Extract provided:
——————————
TSVMs only work well for simple binary ( 1 vs 1 ) classification, and only when the document classes form simple clusters. They don’t work for multi-class classifier because they can not handle ( 1 vs all ) data sets.

So while TSVMs do work, not just any unlabeled data set will do. Indeed, I personally believe the key to a good TSVM is creating a well balanced unlabeled data. Or, equivalently, estimating the fraction $r$ of (+/-) examples very well. If the replica set is poor, or poorly understood, the TSVM results can be worse than just training an SVM on only the labeled data.

UniverSVM (USVM)

In 1998, and , later in 2006, Vapnik introduced a different kind of SVM–which also the allows learning from unlabeled data–but replaces the Principle of Maximum Margin with a more robust method called

the UniverSVM: the Principle of Maximum Contradictions

The idea is to add in data from classes that are significantly different from the 2 classes being separated:

To create a finance vs beauty classifier, we would add labelled and/or unlabeled documents from other categories, such as parenting, politics, sports, etc. We then want a binary classifier that not only separates the 2 labeled classes, but is also as different from the other class–the Universum.

We create 2 replicas of the Universum–one with all (+) labels, and one all (-). We then add unlabeled documents (blue circles) that lie in the margin between classes–or really in the space between the (+/-) classes:

Screen Shot 2014-09-30 at 12.08.39 AM

The best Universum examples will lie in the convex hull between the finance and beauty documents; those inside the convex hulls will most likely be ignored. Since all the u-labels are wrong, every equivalence class of hyperplanes will produce numerous contradictions on the Universum points (u):

The best model has the largest diversity on the Universum; in other words, the largest VC Entropy. Vapnik has pointed out the following interpretation of the Universum: “[When trying to classify the labeled data, try to avoid extra generalizations.]”

The best model has the Maximum # of Contradictions on the Universum.

The UniverSVM (USVM) represents a kind of prior information that we add to the problem; the difference is that instead of specifying a prior distribution, which is hard, we replace this with a more practical approach–to specify a set of specific examples.
——————————
What to work on:
1. Edit the passage on UniverSVM from "The best model has the largest" down to "of specific examples.", putting "Universe" wherever "Universum" appears.
2. In the passage on UniverSVM, what principle does the UniverSVM put in place of the Principle of Maximum Margin?
3. Continue the passage on TSVMs and UniverSVM from its last sentence.
The lines after this point are separate material with no tie to the passage.

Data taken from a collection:
——————————
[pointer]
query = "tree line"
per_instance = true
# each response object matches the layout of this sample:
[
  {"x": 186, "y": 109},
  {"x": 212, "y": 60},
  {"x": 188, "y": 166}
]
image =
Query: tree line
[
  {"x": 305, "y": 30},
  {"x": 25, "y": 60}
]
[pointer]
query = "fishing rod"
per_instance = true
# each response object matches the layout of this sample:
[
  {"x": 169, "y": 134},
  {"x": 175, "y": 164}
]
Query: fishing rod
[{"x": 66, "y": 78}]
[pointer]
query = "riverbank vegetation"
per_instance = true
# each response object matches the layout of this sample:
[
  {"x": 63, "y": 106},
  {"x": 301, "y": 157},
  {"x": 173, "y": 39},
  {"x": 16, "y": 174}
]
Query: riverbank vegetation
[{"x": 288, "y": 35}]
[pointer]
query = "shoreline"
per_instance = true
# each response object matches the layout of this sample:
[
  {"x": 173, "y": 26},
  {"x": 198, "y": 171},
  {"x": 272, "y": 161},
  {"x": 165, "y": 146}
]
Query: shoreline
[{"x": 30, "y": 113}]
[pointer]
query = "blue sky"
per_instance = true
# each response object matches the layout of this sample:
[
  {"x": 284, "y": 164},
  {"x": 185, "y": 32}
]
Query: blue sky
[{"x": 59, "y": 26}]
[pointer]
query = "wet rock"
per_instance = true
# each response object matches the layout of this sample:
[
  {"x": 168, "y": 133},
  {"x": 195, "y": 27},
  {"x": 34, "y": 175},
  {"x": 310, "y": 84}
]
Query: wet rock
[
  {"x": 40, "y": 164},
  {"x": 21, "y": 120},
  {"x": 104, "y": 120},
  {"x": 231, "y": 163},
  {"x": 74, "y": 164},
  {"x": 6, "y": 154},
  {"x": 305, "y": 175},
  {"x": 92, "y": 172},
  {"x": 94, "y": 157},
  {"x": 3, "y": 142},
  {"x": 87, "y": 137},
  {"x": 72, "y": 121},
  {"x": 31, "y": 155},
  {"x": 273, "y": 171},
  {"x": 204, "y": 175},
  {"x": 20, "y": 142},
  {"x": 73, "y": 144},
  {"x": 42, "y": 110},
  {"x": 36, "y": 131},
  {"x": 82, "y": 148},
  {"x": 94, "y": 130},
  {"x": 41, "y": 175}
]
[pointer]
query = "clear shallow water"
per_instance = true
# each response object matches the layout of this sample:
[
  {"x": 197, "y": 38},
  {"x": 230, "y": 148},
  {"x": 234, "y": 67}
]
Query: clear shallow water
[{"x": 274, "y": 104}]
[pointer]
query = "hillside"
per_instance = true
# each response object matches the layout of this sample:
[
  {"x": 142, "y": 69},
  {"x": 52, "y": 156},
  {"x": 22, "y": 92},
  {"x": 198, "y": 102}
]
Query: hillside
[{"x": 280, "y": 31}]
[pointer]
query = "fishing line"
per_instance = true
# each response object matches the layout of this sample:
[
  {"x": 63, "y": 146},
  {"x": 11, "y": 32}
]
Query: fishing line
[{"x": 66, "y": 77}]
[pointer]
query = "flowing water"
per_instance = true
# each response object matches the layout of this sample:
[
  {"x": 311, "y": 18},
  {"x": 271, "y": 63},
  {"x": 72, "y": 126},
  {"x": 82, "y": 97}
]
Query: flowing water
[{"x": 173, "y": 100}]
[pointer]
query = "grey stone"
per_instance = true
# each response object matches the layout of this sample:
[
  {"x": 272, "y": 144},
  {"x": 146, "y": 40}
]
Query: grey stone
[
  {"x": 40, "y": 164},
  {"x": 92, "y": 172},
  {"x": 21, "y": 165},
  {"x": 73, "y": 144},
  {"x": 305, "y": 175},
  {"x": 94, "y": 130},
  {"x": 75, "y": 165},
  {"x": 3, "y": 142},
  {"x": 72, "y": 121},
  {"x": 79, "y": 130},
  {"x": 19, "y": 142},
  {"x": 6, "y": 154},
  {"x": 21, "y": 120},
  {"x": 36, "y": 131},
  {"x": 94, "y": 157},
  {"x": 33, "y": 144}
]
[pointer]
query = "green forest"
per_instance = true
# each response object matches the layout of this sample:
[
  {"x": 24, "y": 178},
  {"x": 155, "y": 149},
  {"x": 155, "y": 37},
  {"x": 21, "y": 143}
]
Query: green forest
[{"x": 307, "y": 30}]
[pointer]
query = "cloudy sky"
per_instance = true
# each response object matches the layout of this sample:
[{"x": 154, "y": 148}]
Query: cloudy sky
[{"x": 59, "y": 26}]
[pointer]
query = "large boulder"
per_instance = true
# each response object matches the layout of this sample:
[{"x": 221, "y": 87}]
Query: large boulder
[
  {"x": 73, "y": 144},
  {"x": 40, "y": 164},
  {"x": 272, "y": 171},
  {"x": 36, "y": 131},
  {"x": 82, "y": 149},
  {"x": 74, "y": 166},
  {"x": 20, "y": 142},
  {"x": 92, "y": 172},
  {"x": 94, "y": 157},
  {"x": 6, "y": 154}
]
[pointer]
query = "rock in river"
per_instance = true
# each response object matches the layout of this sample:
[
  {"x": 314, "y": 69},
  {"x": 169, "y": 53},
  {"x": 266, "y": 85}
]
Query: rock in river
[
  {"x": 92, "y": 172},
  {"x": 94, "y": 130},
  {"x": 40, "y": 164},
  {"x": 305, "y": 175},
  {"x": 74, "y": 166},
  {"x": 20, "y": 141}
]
——————————
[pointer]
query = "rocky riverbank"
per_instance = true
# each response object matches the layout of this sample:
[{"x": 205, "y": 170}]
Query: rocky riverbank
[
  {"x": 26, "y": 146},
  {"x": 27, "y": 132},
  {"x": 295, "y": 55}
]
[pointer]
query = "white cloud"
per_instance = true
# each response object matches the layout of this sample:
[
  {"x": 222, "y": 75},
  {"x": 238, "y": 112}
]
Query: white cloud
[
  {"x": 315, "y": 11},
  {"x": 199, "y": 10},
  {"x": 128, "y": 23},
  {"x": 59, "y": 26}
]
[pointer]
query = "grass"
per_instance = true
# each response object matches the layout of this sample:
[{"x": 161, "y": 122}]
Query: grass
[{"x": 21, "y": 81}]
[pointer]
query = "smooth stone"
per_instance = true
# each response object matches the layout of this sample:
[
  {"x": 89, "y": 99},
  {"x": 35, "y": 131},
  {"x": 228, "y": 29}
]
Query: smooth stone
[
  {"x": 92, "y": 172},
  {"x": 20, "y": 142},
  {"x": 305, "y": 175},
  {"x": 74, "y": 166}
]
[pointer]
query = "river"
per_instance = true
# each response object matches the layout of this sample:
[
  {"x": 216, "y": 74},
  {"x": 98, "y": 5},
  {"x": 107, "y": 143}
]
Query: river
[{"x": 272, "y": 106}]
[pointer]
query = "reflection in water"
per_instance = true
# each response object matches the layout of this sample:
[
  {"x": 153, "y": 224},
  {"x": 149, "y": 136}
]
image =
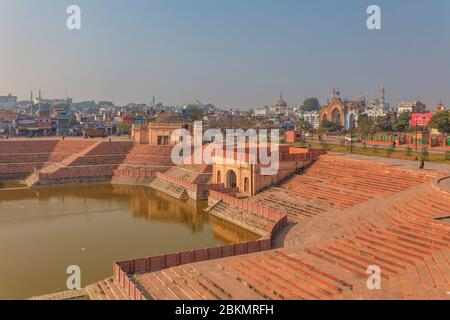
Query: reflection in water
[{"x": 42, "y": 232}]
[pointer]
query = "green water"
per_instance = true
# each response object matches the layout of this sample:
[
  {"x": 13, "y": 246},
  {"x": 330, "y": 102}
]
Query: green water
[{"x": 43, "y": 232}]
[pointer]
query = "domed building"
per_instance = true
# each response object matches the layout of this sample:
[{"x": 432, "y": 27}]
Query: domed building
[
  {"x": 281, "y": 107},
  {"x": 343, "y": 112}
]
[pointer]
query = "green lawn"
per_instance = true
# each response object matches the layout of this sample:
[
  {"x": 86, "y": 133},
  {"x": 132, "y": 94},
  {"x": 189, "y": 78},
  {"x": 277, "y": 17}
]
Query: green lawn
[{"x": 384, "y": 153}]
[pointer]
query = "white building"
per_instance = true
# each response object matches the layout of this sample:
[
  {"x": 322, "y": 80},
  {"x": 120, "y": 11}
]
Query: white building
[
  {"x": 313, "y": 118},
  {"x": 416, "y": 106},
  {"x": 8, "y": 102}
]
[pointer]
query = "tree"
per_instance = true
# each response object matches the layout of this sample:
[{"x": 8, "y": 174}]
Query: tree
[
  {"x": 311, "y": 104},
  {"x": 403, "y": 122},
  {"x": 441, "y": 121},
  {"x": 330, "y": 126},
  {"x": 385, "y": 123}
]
——————————
Results for each task:
1.
The best model has the largest diversity on the Universe; in other words, the largest VC Entropy. Vapnik has pointed out the following interpretation of the Universe: “[When trying to classify the labeled data, try to avoid extra generalizations.]”

The best model has the Maximum # of Contradictions on the Universe.

The UniverSVM (USVM) represents a kind of prior information that we add to the problem; the difference is that instead of specifying a prior distribution, which is hard, we replace this with a more practical approach–to specify a set of specific examples.

2. The Principle of Maximum Contradictions.

3.
Notice we could have just created a 3-class SVM (and theUniverSVM code provides this for direct comparison). Or we could build 2-class classifier, augmented with some clustering metric to avoid the other class--in the same spirit the S4VM method. See, for example, the recent paper on EMBLEM. But in these simple approaches, the other class must only contain other–and that’s hard.

USVMs compared to TSVMs:

In the TSVM we have to be sure we are adding documents that are in the same classes as the training data. In the USVM, we must be sure we are adding documents that do not belong to either class.

Also, with a TSVM, we need to know the fraction of (+/-) documents, whereas with the USVM we don’t. The USVM would seem to admit some data from all classes–in principle. In practice, we will do much better if it does not.

Most importantly, unlike the TSVM, the USVM optimization is convex. So adding in bad data may will not cause convergence problems as in the TSVM and thus degrade the model. At least we hope.

Also, as with the TSVM, we suspect the USVM will only work for small $N_{L}$ ; once $N_{L}$ grows above say 5% of the total documents, we may not see much improvement.

The UniverSVM Algorithm

The SVM approach, inspired by SLT, implements a data dependent, but distribution independent, regularizer that lets us select the best model $\mathcal{H}$ from a class of equivalent hypotheses $\Gamma_{L}$ . What other methods select the optimal equivalence class $\Gamma_{r}$ ?

the Principe of Maximum Power

A model $H$ consists of an equivalence class of hyperplanes, say $h\in H_{\Gamma}$ . They all have the same accuracy on the labeled data $\mathcal{L}$ .

Suppose we know a prior distribution $P(\omega)$ on the set of all possible hyperplanes. Then we can define the power p* of the optimal model as

$p*=\int_{H_{\Gamma}*}d\mathbf{h}P(\mathbf{h})$

We rarely can define $P(\mathbf{h})$ mathematically..but we can approximate it.

Let us sample $P(\mathbf{h})$ by selecting $N_{U}$ unlabeled example documents; we call this set the Universum ( $\mathcal{U}$ ).

We call the practical method the UniverSVM. The key insight of the UniverSVM is that while we can not compute this integral, we can estimate it by measuring the number of contradictions the class of hyperplanes generates on points in $\mathcal{U}$ .

The Principle of Maximum Contradictions:

We need a way to select the equivalence class $\Gamma$ with the maximum number of contradictions on $\mathcal{U}$ . As usual, we create a regularizer.

We augment the standard SVM optimization problem with a Universum regularizer $\Vert U(f(x_u))\Vert$

$\frac{1}{2}\Vert\omega\Vert_{2}^{2}+C_{l}\sum_{l\in\mathcal{L}}H(y_{l},f(x_{l},b))+C_u\Vert U(f(x_u))\Vert$

where H is the standard SVM Hinge Loss.

The regularizer $\Vert U(f(x_u))\Vert$ can also be defined through a symmetric Hinge loss, making the problem convex. The UniverSVM code also contains a non-convex variant using a ramp-loss approach. We leave the details to the academic papers.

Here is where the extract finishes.